◆ DIRECTIVE 1:
Update the KNN and AdaBoost workshop text from "from sklearn import datasets" up to and including "from 0 to 4.", putting "seed_value" in place of "random_seed" each time it appears.
◆ DIRECTIVE 2:
Write what comes next in the KNN and AdaBoost workshop text, picking up right after its final sentence.

In this workshop, you'll be working with KNN and AdaBoost.

# 0) Loading Data & Libraries

In [None]:
from sklearn import metrics
import numpy as np

import pandas as pd
import matplotlib.pyplot as plt

from sklearn import datasets

# set a seed for reproducibility
random_seed = 25
np.random.seed(random_seed)

import warnings
warnings.filterwarnings("ignore")

# 1) Twitter Sentiment Analysis using KNN

[Sentiment analysis](https://en.wikipedia.org/wiki/Sentiment_analysis) is the study of how we can systematically identify and quantify sentiment of a given segment of text. In this problem, you will be using the [Sentiment140](http://help.sentiment140.com/for-students/) dataset to build a classifier that will rate the sentiment of a string of text on a scale from 0 to 4.

**WARNING:** This is *real* data from *real* people from Twitter. That means you might (and probably will) see some unscrupulous language when browsing the dataset. Don't browse with kids around!

Let's take a look at our data, and what attributes we have.

* **polarity**: The assumed polarity of the tweet. For this subset, we're only considering positive and negative tweets, no neutrality.
* **id**: The tweet ID.
* **date**: The date the tweet was posted.
* **query**: The search term used in order to find tweets of a certain topic.
* **text**: The actual text of the tweet.

For now, we only consider the **polarity** and **text** attributes.

In [None]:
train_data = pd.read_csv("./data/train_reduced.csv")

In [None]:
train_data.head()

In [None]:
# Check our disribution of polarity
# 4 means postive sentiment
# 0 means negative sentiment
train_data.polarity.value_counts()

## 1.1) Brief Introduction to tf-idf (Follow)
In information retreival [tf-idf](https://en.wikipedia.org/wiki/Tf%E2%80%93idf) (*term frequency – inverse document frequency*) is a metric that represents how "important" a word is to a corpus of text. While we won't go into detail about how it works, essentially all you need to know is that it balances two metrics.

**Term Frequency**: Is exactly what one would expect, it is the the frequency at which a word is present in a corpus of text. A word with a higher term-frequency score appears much more in the corpus compared to one with a low term frequency.

**Inverse Document Frequency**: If we only used term frequency, common words like "the" or "and" would have a high score, even though they don't give us that much information since they are present in every document. *Inverse Document Frequency* is a metric of how much "information" a word provides, and if a word is common or rare across all documents.

### tf-idf with sklearn

In [None]:
from sklearn.feature_extraction.text import TfidfVectorizer
corpus = [
    'This is the first document.',
    'This document is the second document.',
    'And this is the third one.',
    'Is this the first document?'
]
vectorizer = TfidfVectorizer()
X = vectorizer.fit_transform(corpus)
print(X.shape)
print(X)

The tf-idf vectorizer's `fit_transform` method returns a NxM matrix. `N` is the number of documents (sentences) you have in your corpus, and `M` is the number of unique words in your corpus. Item `n`x`m` is how important word `m` is to document `n`.

◆ DATASET CONTENT:
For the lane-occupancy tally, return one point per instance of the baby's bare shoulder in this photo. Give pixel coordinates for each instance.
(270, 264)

◆ ANSWER 1:
from sklearn import datasets

# set a seed for reproducibility
seed_value = 25
np.random.seed(seed_value)

import warnings
warnings.filterwarnings("ignore")

# 1) Twitter Sentiment Analysis using KNN

[Sentiment analysis](https://en.wikipedia.org/wiki/Sentiment_analysis) is the study of how we can systematically identify and quantify sentiment of a given segment of text. In this problem, you will be using the [Sentiment140](http://help.sentiment140.com/for-students/) dataset to build a classifier that will rate the sentiment of a string of text on a scale from 0 to 4.

◆ ANSWER 2:
In [None]:
# Printing out the tf-idf matrix
np.set_printoptions(precision=4)
print(X.toarray())

In [None]:
# Notice that if we try and print X directly, we get an overview saying that X is a "sparse matrix".
# In very large corpi with many unique words, a lot of row entries are going to consist of majority zeros
# Thus numpy saves theses in a special compressed sparse format
X

In [None]:
# Next let's see what word each column corresponds to:
vectorizer.get_feature_names_out()

Let's look at the tf-idf vectors for two different documents.

**Note**: `dic(zip(A, B))` in pyton makes a dictionary out of a list of keys (A) and values (B). This just makes it easier to view each term with it's corresponding TFIDF value.

In [None]:
print(corpus[0])
dict(zip(vectorizer.get_feature_names_out(),X.toarray()[0]))

In [None]:
print(corpus[1])
dict(zip(vectorizer.get_feature_names_out(),X.toarray()[1]))

Take a look at the tf-idf vectors for both of these sentences and answer the following questions:
1. Why is the value for the term "is" higher in document1 than document2?
2. Why is the value for the term "document" higher in document2 than document1?

**Discuss Here**

## 1.2) Model Design Discussion (Group)

Now that you're aware of what tf-idf scores are, **discuss with your group on how you could use tf-idf to build a KNN classifier**:
1. If the data objects (rows) each represent a tweet, what would the features (columns) of the dataset be?
2. How would you represent a single tweet as a vector of numbers (values for each of the features)? What would it mean to have a value of 0 for a given feature? What about 0.4?
3. What would it mean for two sentences to be "nearest neighbors"?
4. Would you expect two near neighbors to have similar sentiment? Why or why not?

**Discuss Here**

## 1.3) tf-idf on Twitter (Follow)

Now, before we build a classifier, let's just try and see what the nearest neighbors of a specified message are.

In [None]:
# Get our text
corpus = train_data["text"]

In [None]:
# Run our transform
from sklearn.feature_extraction.text import TfidfVectorizer

tf = TfidfVectorizer()
tfidf_matrix = tf.fit_transform(corpus)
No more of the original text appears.